## Set of tasks
**a)** In the essay on Vatican II below, what does the author say dialogue amounts to instead of evangelization?
**b)** Please repeat the stretch of the essay on Vatican II from "Observe the flattery: Modern" through "commands almost never.".
**c)** Pick up the essay on Vatican II after its final sentence and write what comes next.

## Page excerpt
--- START ---

This is breathtaking pride. Not man humbled before Revelation, but Revelation politely clearing its throat before Modern Man’s lived experience.

Dei Verbum joins in by insisting that divine truth must be presented in a manner “suited to the capacity of the listeners” (§12). Again, a reasonable principle—until it quietly smuggles in the presumption that Modern Man’s capacity is uniquely fragile. Apparently, illiterate peasants could grasp the Trinity, the Real Presence, and eternal damnation, but a university graduate with Wi-Fi cannot be trusted with Latin syntax or metaphysical clarity.

Then comes Sacrosanctum Concilium, which announces that rites should be simplified because “the circumstances of modern life” demand it (§34). Modern life, we are to believe, cannot tolerate repetition, silence, or mystery. Modern Man can operate spacecraft and design financial derivatives, but prolonged reverence gives him hives.

Observe the flattery: Modern Man is endlessly praised for his intelligence and sophistication—yet treated like a theological fainting goat.

Dialogue becomes the magic word. Gaudium et Spes urges the Church to engage the modern world through conversation and cooperation (§3). But dialogue here never means “repent and believe.” It means listening—preferably indefinitely—and speaking in a tone so gentle that no one ever suspects the Church claims to possess objective truth.

This is not evangelization. It is therapeutic validation with incense.

The older Church spoke with authority because she believed authority came from God. Vatican II, intoxicated with Modern Man, begins to speak like a consultant afraid of losing a client. The result is a Church that explains herself endlessly and commands almost never.

The supreme irony is theological. Pride, according to the entire Christian tradition, is the root sin—the sin of Satan, the sin of Adam, the sin of every age. And yet Vatican II builds its pastoral strategy on flattering Modern Man’s self-conception. He is not fallen; he is misunderstood. He does not need correction; he needs accommodation. He does not resist truth; truth must adjust its tone.

Scripture knows nothing of this creature. Christ does not ask whether His listeners are “ready.” He does not study the signs of the times before preaching repentance. When they walk away, He lets them go. Vatican II, by contrast, redesigns the furniture so no one ever feels judged.

--- END ---

## Records
--- START ---

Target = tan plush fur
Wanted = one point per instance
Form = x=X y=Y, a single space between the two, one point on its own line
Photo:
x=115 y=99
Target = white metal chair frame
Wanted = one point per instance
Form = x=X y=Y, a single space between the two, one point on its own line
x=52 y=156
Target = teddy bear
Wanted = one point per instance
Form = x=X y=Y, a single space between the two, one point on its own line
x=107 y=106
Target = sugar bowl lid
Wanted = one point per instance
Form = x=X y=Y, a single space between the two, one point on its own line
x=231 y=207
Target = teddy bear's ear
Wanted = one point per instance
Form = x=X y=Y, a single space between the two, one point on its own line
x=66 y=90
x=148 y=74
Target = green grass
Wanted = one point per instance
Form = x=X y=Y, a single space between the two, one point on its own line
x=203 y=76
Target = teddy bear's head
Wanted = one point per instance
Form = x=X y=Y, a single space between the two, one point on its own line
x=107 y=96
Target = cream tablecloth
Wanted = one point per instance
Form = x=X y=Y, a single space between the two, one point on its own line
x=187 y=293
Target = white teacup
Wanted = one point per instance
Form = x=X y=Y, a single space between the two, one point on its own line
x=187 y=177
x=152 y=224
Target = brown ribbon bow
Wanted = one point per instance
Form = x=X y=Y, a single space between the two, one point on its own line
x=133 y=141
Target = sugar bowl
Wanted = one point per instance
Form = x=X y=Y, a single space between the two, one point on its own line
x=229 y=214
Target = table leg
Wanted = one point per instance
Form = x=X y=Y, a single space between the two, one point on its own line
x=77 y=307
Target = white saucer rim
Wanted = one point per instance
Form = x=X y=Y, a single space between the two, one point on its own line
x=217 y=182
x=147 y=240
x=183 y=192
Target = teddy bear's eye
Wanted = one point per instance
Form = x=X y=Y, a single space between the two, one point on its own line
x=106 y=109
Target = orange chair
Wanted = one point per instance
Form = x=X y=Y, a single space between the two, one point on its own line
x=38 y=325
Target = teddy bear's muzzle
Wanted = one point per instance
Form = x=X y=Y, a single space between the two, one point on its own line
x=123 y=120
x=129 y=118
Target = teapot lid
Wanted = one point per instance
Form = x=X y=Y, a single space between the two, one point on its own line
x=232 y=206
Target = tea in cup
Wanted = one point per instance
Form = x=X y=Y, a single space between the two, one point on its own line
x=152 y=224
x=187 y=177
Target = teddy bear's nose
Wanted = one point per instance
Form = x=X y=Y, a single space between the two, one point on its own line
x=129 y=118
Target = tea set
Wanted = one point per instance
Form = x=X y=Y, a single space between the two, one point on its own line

--- END ---

## Task results
**a)** Therapeutic validation with incense.

**b)**
Observe the flattery: Modern Man is endlessly praised for his intelligence and sophistication—yet treated like a theological fainting goat.

Dialogue becomes the magic word. Gaudium et Spes urges the Church to engage the modern world through conversation and cooperation (§3). But dialogue here never means “repent and believe.” It means listening—preferably indefinitely—and speaking in a tone so gentle that no one ever suspects the Church claims to possess objective truth.

This is not evangelization. It is therapeutic validation with incense.

The older Church spoke with authority because she believed authority came from God. Vatican II, intoxicated with Modern Man, begins to speak like a consultant afraid of losing a client. The result is a Church that explains herself endlessly and commands almost never.

**c)**
The saints would be baffled. St. Paul preached a stumbling block and a scandal. St. Pius X explicitly condemned the idea that doctrine must be reshaped to suit modern mentalities. Vatican II, undeterred, effectively canonizes the mentality and calls it pastoral sensitivity.

Modern Man, it turns out, is not a discovery. He is an idol—one carved from self-esteem, pride, and the unshakable belief that this generation is the measure of all things.

And like every idol, he demands sacrifice. In this case, clarity, authority, reverence, and the uncomfortable truth that the Gospel has never cared whether man considers himself “modern” at all.

A.C. Sarcasticus

Antonius Catechesis Sarcasticus is a Catholic layman, amateur medievalist, and full-time disappointment to modernists everywhere. He was catechized before he was caffeinated and learned early that most modern arguments collapse under the gentle pressure of definitions and reality

Educated primarily by the Church Fathers, the Councils, and whatever book Protestantism forgot to footnote, he spends his time reading heresies so you don’t have to and responding with a combination of Latin, logic, and barely concealed amusement and disgust.

Routinely accused of being “uncharitable,” “rigid,” and “surprisingly well-read for someone online,” he pleads guilty only to the third. When not writing satirical essays dismantling atheism, agnosticism, felt banners and ecclesial vibes-based theology, he can be found drinking strong coffee, rereading Aquinas, and waiting patiently for arguments that have not already been answered in the fourth century. His hobbies include mocking the modern world, critiquing progressivism in all its forms and eating donuts.

He writes contra mundum, not because it is trendy, but because it is usually necessary.